= WHAT YOU NEED TO DO =
a) Answer these questions using the article about the house at 222 Brooklyn Avenue:
(i) In what year did Devernon Legrand go to prison?
(ii) How many children is Devernon Legrand believed to have fathered?
(iii) In what year does Cheyama Legrand say the document giving the house to her sister was forged?
b) Duplicate the Brooklyn Avenue article word for word, everything from "Devernon Legrand, who" down to "never been solved.".
c) Go on with the article about the house at 222 Brooklyn Avenue, starting after its final sentence.

= TEXT EXTRACT =
-- Start --
CROWN HEIGHTS, Brooklyn (PIX11) – Cheyama Legrand cried when she heard that her childhood home at 222 Brooklyn Avenue on Wednesday morning in a fire. Even though it was a place where teenagers and women were beaten or killed in the 1960s and 70s, it was still a place she called home.

“I was devastated when I got the call,” Legrand told PIX11 News on Thursday. “We all grew up in a big house. My brothers and sisters. Dad loved all his kids, no matter what people said about him.”

Devernon Legrand, who called himself a bishop, went to prison in 1975 for stomping two teenage sisters to death, as well as murdering his ex-wife. But the mystery of what happened to the other 20 missing women has never been solved.

Legrand is believed to have fathered between 50 and 70 children – with women who lived with him at 222 Brooklyn Avenue. Many were forced to dress in black habits to look like Catholic nuns and then beg at tourist spots or in the subway. Some were beaten when they came home if they did not earn a certain quota of money.

Cheyama Legrand’s mother ran away from home in the late 1960s, but Legrand and her sister stayed. Legrand visited her father in prison until his death and said he gave the house to her younger sister Labrendas. Cheyama Legrand said the document was forged in 2013 by former head “nun” Vivian Sannicola, who later sold the property to investors.
-- End --
= DATA LINES =
-- Start --
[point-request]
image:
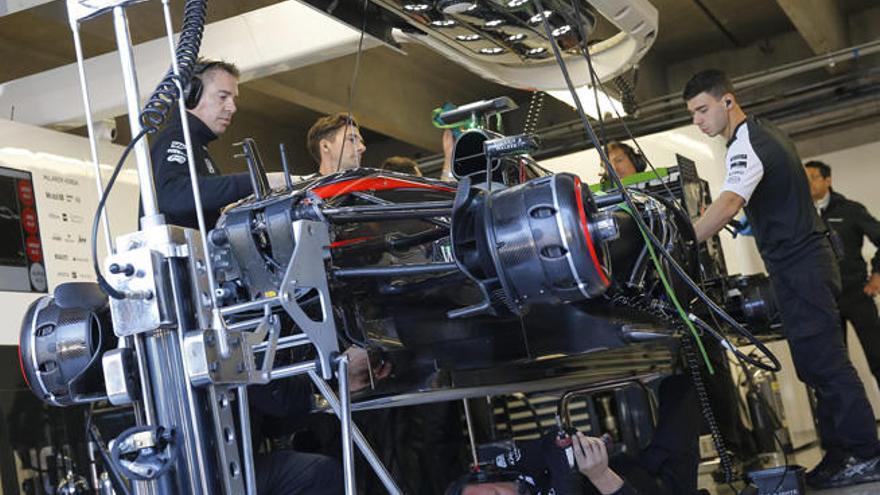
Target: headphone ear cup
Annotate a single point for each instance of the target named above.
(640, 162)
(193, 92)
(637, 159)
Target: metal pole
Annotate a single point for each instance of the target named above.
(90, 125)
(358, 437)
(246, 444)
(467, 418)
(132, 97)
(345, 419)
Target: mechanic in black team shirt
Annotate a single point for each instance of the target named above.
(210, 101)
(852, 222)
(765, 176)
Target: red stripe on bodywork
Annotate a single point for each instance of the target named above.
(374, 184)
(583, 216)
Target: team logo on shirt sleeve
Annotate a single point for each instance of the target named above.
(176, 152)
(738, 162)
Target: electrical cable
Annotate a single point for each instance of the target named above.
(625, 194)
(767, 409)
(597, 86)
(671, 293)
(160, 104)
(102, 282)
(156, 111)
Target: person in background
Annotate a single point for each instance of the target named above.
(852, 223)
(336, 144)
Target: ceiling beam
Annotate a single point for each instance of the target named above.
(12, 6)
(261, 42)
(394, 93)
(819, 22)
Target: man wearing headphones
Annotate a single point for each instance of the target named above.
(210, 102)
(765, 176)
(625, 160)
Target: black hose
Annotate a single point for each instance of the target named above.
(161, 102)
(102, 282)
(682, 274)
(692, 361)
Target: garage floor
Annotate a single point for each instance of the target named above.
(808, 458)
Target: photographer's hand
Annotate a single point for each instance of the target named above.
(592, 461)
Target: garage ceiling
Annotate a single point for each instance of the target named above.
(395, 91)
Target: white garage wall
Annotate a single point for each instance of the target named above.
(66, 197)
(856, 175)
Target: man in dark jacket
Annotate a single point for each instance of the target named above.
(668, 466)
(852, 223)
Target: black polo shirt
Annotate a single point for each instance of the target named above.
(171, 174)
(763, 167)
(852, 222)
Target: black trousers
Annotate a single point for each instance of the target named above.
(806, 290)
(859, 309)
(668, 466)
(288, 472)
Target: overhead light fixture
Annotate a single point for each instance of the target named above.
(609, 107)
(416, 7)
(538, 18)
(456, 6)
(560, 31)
-- End --
-- Start --
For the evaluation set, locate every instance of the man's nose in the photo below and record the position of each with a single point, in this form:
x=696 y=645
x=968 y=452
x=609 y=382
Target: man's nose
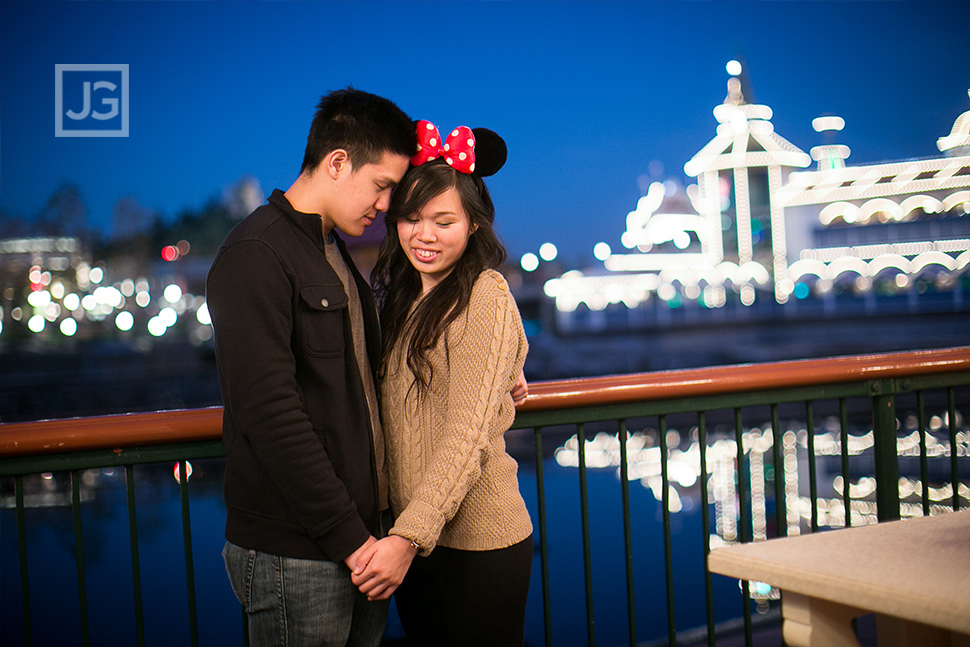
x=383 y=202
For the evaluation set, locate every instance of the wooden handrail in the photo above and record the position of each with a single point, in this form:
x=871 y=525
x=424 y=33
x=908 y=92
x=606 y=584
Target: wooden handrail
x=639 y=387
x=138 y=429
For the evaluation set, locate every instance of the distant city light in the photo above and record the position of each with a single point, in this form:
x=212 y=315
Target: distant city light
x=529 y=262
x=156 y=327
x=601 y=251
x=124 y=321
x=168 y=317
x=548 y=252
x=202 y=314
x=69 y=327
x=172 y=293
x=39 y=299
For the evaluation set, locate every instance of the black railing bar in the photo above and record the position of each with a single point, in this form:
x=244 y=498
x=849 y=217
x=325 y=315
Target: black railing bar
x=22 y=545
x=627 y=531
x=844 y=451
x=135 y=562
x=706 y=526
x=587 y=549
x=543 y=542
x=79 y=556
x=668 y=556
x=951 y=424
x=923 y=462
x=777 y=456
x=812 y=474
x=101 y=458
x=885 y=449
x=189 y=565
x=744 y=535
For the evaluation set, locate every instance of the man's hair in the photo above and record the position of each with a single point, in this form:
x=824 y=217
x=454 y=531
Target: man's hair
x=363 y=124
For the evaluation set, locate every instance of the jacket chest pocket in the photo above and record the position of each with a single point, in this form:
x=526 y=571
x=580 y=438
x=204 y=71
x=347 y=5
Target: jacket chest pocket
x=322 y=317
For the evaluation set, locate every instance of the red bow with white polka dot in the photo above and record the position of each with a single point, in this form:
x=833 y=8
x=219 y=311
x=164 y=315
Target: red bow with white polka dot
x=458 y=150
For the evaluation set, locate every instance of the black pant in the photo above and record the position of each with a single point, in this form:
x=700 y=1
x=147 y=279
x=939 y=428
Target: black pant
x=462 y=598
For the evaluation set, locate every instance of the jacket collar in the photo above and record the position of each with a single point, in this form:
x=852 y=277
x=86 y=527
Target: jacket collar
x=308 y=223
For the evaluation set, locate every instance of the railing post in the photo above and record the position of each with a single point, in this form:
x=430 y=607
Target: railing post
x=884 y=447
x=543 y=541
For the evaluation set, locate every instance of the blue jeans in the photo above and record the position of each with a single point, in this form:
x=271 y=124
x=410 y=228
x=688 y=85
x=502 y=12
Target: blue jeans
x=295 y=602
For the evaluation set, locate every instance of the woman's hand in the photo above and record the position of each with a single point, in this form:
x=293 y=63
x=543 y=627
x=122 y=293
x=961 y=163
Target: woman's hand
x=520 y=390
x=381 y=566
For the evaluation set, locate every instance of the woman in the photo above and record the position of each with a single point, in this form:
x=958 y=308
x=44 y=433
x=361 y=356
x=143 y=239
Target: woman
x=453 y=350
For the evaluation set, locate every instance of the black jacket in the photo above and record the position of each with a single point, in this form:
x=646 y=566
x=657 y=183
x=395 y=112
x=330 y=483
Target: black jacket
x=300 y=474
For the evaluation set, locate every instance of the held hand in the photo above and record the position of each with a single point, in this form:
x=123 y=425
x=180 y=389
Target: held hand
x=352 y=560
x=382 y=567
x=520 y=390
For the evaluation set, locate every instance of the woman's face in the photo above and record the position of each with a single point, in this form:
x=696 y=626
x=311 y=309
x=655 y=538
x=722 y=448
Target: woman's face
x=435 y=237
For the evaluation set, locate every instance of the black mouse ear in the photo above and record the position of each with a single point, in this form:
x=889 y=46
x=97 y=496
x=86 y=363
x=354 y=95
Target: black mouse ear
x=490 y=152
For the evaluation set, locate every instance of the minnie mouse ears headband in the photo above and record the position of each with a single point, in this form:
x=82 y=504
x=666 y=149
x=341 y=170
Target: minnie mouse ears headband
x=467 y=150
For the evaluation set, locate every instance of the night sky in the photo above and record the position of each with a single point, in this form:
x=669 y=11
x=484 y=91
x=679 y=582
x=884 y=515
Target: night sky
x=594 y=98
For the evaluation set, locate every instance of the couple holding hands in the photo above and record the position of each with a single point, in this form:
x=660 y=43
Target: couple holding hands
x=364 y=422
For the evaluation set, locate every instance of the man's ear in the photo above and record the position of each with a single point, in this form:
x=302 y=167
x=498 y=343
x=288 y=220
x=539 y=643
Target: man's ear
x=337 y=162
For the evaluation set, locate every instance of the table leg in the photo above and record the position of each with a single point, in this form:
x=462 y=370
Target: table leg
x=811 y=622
-- End --
= PER-TASK ANSWERS =
a)
(i) 1975
(ii) Between 50 and 70
(iii) 2013

b)
Devernon Legrand, who called himself a bishop, went to prison in 1975 for stomping two teenage sisters to death, as well as murdering his ex-wife. But the mystery of what happened to the other 20 missing women has never been solved.

c)
“I fought for so long to preserve my father’s property for my children and grandchildren,” Cheyama Legrand told PIX11 News Thursday, her voice filled with emotion. “When our property was confiscated, it was taken on the basis of a forged deed.”

In 2019, PIX11 News tracked down the developer who bought the property, who said Cheyama Legrand lost a court battle to keep the house. But Legrand said the battle is on.

Legrand said the developers tried to give her $40,000 to leave, even though the four-story property was worth close to $2 million back in 2019.

“$40,000? I said to him, ‘Are you crazy?'” Legrand recalled.

A 2-alarm fire early Wednesday morning caused a partial roof collapse on a main property on Brooklyn Avenue and another roof collapse on an adjacent property on Sterling Place.

PIX11 News reached out to the FDNY to find out what caused the fire, and we were awaiting a response Thursday evening.